» EXCERTO DO TEXTO
• • • • • • •

ACTC nº 287/05
Processo n.º 217/2005
2.ª Secção
Relatora: Conselheira Maria Fernanda Palma
Acordam na 2.ª Secção do Tribunal Constitucional
I
Relatório
1. Nos presentes autos de fiscalização concreta da constitucionalidade, vindos
do Tribunal da Relação de Lisboa, em que figura como recorrente A. e como
recorrido o Ministério Público e B. e outra, o Tribunal da Relação de Lisboa,
apreciando um recurso interposto pelo arguido de um despacho que indeferiu a
realização de uma perícia, decidiu, por acórdão de 2 de Junho de 2004, anular o
julgamento realizado em primeira instância [no qual o arguido foi condenado pela
prática de um crime de homicídio qualificado, previsto e punível nos termos dos
artigos 131º e 132º, nº 1, e nº 2, alínea i), do Código Penal] e ordenou a
realização de nova perícia psiquiátrica ao arguido, para avaliação de “um quadro
de stress pós traumático (de guerra)”.

• • • • • • •

» INSTRUÇÕES DA TAREFA
Segundo o acórdão, em que data o Tribunal da Relação de Lisboa decidiu anular o julgamento realizado em primeira instância?

• • • • • • •

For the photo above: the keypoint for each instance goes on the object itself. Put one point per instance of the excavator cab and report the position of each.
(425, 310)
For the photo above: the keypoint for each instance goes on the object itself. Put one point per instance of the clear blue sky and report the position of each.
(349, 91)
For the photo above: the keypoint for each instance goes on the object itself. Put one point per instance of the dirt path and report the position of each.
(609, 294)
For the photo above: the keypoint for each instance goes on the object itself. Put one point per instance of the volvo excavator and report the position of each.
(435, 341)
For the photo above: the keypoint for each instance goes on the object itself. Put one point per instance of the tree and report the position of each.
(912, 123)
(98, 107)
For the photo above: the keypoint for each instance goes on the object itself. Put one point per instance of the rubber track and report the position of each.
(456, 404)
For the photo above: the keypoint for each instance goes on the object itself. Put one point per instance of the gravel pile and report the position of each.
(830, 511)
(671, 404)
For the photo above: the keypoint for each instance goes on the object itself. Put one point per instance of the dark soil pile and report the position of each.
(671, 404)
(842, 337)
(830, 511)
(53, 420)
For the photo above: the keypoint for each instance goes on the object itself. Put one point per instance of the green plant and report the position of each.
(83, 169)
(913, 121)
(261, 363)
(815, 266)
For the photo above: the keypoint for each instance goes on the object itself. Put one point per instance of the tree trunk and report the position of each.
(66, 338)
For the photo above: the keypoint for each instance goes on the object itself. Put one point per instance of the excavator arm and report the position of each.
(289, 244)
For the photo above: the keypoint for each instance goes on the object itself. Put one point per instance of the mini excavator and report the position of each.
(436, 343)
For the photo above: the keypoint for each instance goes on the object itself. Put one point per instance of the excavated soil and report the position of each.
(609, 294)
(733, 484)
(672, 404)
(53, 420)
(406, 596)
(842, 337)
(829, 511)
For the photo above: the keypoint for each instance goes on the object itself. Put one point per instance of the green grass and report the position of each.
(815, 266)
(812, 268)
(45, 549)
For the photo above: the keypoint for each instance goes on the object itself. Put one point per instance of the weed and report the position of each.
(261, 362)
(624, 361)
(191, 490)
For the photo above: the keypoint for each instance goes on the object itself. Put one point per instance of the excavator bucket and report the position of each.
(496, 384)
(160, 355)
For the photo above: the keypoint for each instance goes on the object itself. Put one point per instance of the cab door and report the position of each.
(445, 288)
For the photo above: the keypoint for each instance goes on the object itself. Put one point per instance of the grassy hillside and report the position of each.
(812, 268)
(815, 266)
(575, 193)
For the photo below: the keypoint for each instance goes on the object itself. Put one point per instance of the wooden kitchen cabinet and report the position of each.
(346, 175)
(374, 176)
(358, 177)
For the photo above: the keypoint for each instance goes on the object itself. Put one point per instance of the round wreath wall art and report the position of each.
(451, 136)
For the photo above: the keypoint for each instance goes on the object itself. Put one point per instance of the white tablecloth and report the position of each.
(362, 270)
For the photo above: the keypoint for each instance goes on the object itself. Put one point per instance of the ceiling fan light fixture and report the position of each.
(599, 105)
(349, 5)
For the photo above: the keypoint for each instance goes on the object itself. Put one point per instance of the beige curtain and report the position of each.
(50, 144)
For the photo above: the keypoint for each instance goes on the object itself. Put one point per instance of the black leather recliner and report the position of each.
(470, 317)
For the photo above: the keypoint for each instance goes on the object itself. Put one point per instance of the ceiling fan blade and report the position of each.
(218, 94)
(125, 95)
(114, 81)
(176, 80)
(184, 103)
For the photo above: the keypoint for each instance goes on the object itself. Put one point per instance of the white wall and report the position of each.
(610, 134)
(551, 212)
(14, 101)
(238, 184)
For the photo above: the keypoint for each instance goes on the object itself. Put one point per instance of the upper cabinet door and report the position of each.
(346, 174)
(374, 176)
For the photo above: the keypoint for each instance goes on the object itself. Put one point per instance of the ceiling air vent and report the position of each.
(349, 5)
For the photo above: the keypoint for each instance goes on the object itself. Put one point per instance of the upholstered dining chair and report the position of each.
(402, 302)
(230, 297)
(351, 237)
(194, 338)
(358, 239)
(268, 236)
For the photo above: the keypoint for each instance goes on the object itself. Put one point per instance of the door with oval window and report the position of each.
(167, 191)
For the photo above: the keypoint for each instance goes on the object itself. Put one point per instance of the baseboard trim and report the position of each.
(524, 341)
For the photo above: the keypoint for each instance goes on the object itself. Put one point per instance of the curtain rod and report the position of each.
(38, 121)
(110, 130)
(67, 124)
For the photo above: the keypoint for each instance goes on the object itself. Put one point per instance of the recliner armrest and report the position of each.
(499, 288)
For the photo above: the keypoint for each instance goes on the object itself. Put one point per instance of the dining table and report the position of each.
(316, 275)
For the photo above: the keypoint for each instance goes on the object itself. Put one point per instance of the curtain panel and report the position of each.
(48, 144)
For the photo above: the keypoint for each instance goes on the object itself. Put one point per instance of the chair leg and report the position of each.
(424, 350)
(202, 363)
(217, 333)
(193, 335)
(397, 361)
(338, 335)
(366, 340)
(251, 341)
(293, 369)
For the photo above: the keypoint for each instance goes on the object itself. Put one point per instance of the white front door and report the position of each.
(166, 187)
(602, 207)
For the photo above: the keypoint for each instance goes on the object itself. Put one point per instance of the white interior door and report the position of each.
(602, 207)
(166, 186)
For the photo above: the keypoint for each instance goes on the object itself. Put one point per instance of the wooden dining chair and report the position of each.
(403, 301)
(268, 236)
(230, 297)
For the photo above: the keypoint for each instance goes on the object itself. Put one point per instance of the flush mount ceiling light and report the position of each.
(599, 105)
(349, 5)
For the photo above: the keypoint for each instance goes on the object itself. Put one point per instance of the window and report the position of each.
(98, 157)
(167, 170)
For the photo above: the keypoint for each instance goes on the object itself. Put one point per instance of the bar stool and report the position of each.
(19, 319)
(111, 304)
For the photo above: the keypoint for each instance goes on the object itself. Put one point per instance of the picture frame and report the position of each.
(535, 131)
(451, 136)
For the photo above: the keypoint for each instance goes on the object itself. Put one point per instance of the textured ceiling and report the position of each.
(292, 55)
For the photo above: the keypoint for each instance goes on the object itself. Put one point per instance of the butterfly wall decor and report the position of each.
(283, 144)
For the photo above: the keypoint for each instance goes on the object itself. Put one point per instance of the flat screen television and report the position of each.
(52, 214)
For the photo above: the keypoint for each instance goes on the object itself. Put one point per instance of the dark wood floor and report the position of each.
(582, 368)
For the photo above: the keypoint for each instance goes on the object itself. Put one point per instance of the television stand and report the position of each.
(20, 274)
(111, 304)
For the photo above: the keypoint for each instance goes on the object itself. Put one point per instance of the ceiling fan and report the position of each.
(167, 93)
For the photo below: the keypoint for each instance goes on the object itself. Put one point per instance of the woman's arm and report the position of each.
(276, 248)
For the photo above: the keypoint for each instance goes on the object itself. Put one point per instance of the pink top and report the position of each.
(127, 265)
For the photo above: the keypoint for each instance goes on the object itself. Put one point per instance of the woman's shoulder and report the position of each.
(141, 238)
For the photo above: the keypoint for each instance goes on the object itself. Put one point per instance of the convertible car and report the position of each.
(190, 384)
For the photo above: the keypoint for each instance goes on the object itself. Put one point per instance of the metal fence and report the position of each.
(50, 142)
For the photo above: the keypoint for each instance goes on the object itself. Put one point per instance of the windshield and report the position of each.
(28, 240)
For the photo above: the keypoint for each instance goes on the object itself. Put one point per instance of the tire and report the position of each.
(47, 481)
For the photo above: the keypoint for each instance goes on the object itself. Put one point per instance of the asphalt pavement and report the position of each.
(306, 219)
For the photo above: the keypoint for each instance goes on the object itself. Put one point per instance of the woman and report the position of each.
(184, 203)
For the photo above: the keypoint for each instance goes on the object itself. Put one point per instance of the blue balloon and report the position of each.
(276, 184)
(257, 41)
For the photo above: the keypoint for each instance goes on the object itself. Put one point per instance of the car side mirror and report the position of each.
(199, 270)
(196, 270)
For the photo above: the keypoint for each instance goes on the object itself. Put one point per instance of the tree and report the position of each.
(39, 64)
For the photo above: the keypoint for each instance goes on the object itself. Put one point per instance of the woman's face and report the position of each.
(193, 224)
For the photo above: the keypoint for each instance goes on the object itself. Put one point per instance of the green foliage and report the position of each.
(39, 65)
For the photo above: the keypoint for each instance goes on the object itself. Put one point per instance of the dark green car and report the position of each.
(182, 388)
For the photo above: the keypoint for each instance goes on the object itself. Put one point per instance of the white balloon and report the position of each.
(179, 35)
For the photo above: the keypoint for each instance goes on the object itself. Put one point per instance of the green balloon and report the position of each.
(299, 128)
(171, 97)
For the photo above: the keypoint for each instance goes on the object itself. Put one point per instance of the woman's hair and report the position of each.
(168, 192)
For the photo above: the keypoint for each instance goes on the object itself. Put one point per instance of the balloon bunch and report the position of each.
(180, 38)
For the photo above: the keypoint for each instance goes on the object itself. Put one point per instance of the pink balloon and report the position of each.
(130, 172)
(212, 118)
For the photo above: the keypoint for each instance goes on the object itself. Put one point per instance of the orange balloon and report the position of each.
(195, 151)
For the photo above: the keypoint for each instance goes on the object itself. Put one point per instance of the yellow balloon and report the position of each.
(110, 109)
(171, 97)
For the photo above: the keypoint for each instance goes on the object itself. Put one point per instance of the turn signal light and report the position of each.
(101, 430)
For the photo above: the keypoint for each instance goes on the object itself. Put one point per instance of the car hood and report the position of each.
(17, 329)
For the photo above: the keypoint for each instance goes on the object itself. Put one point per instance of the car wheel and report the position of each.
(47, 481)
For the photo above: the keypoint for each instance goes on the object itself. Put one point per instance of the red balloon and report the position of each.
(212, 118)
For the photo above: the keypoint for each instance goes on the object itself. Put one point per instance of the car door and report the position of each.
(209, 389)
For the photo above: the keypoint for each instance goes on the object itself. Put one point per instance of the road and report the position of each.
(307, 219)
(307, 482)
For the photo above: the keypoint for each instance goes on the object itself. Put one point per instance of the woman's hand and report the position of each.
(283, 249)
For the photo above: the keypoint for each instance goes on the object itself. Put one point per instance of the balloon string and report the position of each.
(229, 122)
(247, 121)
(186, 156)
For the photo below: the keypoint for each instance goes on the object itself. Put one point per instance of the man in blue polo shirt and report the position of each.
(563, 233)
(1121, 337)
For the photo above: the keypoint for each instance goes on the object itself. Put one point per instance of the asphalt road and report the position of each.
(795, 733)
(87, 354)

• • • • • • •

» RESPOSTA DO EXERCÍCIO
Em 2 de Junho de 2004.